» **Task to carry out**
Could you extract every entry below and reproduce it exactly?

» **Data in this exercise**
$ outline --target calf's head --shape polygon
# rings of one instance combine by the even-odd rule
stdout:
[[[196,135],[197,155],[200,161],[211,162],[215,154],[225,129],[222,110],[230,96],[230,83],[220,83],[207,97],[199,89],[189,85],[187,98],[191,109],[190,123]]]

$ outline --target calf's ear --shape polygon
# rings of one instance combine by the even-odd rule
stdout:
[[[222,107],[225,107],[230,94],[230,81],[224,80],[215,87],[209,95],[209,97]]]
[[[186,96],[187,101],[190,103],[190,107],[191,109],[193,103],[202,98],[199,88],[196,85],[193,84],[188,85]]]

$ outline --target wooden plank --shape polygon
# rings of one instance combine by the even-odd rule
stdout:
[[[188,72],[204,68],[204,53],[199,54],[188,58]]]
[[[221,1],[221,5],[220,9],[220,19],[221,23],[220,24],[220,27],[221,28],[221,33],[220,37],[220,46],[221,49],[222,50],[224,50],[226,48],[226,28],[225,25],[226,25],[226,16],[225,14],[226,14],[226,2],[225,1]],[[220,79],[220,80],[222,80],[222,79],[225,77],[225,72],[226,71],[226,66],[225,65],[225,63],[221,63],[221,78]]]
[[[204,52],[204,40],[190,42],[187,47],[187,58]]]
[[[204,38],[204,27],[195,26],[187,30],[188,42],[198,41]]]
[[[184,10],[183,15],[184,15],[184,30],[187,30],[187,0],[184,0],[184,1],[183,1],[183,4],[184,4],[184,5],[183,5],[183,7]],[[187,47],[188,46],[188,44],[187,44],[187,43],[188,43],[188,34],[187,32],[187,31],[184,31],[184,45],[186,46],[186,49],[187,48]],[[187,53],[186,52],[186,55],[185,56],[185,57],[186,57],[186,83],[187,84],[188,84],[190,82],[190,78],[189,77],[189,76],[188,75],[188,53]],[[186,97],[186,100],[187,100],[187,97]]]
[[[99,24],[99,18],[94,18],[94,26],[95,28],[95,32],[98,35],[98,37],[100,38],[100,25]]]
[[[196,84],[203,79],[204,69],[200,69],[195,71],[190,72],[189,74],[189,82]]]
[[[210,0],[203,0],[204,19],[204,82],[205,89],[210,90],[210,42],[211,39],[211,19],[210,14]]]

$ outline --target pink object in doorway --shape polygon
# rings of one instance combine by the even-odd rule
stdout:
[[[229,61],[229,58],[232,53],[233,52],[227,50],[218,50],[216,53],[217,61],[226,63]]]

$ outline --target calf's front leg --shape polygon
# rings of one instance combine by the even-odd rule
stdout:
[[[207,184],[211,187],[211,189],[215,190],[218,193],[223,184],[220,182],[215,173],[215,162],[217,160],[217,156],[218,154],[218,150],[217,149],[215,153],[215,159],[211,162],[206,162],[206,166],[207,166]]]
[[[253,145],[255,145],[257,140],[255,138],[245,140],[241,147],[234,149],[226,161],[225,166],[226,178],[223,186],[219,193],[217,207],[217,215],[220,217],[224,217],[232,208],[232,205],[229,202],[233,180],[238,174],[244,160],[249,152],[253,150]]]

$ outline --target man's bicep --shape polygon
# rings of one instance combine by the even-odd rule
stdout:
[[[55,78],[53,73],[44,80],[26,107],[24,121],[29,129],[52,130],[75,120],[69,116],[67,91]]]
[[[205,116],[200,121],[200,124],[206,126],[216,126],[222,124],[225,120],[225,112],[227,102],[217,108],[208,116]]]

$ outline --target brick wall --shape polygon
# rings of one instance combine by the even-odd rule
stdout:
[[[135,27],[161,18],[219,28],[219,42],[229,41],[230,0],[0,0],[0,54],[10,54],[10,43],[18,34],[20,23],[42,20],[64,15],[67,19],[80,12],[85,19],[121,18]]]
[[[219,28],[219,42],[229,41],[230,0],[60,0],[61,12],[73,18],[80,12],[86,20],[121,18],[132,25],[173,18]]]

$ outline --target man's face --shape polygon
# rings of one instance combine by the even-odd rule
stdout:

» **Result for this exercise**
$ outline --target calf's head --shape polygon
# rings of one instance combine by the even-odd rule
stdout:
[[[196,135],[197,155],[200,161],[211,162],[215,154],[225,129],[222,110],[230,96],[230,83],[220,83],[207,97],[199,89],[189,85],[187,98],[191,109],[190,123]]]

$ outline --target calf's ear --shape polygon
# rings of one instance combine by the even-odd rule
stdout:
[[[222,107],[225,107],[230,94],[230,81],[224,80],[215,87],[209,95],[209,97]]]
[[[186,96],[187,101],[190,103],[190,107],[191,109],[193,103],[202,98],[199,88],[196,85],[193,84],[188,85]]]

$ outline --target wooden plank --shape polygon
# rings of one instance combine by the even-odd rule
stdout:
[[[188,72],[204,68],[204,53],[199,54],[188,58]]]
[[[221,1],[221,5],[220,9],[220,19],[221,23],[220,24],[220,27],[221,28],[221,33],[220,37],[220,46],[221,49],[222,50],[224,50],[226,48],[226,28],[225,25],[226,25],[226,16],[225,14],[226,14],[226,2],[225,1]],[[220,79],[220,80],[222,80],[222,79],[225,77],[225,72],[226,71],[226,66],[225,65],[225,63],[221,63],[221,78]]]
[[[204,52],[204,40],[190,42],[187,47],[187,58]]]
[[[204,38],[204,27],[195,26],[187,30],[188,42],[198,41]]]
[[[184,10],[183,15],[184,15],[184,30],[187,30],[187,0],[184,0],[184,1],[183,1],[183,4],[184,4],[184,5],[183,5],[183,7]],[[187,47],[188,46],[188,44],[187,44],[187,43],[188,43],[188,34],[187,32],[187,31],[184,31],[184,45],[186,46],[186,49],[187,48]],[[187,53],[186,52],[186,55],[185,56],[185,57],[186,57],[186,83],[187,84],[188,84],[190,82],[190,78],[189,77],[189,76],[188,75],[188,53]],[[186,97],[186,100],[187,100],[187,97]]]
[[[99,24],[99,18],[94,18],[94,26],[95,28],[95,32],[98,35],[98,37],[100,38],[100,25]]]
[[[196,84],[203,79],[204,69],[200,69],[195,71],[190,72],[189,74],[189,82]]]
[[[210,0],[203,0],[204,19],[204,82],[205,89],[210,90],[210,42],[211,39],[211,19],[210,14]]]

$ outline --target pink object in doorway --shape polygon
# rings of one instance combine by the even-odd rule
stdout:
[[[229,61],[229,58],[232,53],[233,52],[227,50],[218,50],[216,53],[217,61],[226,63]]]

$ outline --target calf's front leg --shape polygon
# rings of one instance combine by the even-odd rule
stdout:
[[[207,184],[211,187],[211,189],[215,190],[218,193],[223,184],[220,182],[215,173],[215,162],[217,160],[217,156],[218,154],[218,150],[217,149],[215,153],[215,159],[211,162],[206,162],[206,166],[207,166]]]
[[[253,145],[255,145],[257,140],[255,138],[245,140],[241,147],[234,149],[226,161],[225,166],[226,178],[223,186],[219,193],[217,207],[217,215],[220,217],[224,217],[232,208],[232,205],[229,202],[233,180],[238,174],[244,160],[249,152],[253,150]]]

$ outline --target man's bicep --shape polygon
# rings of one instance combine by the even-odd rule
stdout:
[[[55,78],[53,73],[44,80],[26,107],[24,121],[29,129],[52,130],[75,120],[69,116],[67,91]]]
[[[205,116],[200,121],[200,124],[206,126],[216,126],[222,124],[225,120],[225,112],[227,102],[217,108],[208,116]]]

$ outline --target brick wall --shape polygon
# rings of one instance combine by the even-odd rule
stdout:
[[[135,27],[161,18],[219,28],[219,42],[229,41],[230,0],[0,0],[0,54],[10,54],[10,43],[18,34],[20,23],[42,20],[64,15],[67,19],[80,12],[85,19],[121,18]]]
[[[219,28],[219,42],[229,41],[230,0],[60,0],[61,12],[73,18],[80,12],[86,20],[121,18],[132,25],[173,18]]]

$ outline --target man's face --shape polygon
# rings of one instance combine by the even-odd rule
stdout:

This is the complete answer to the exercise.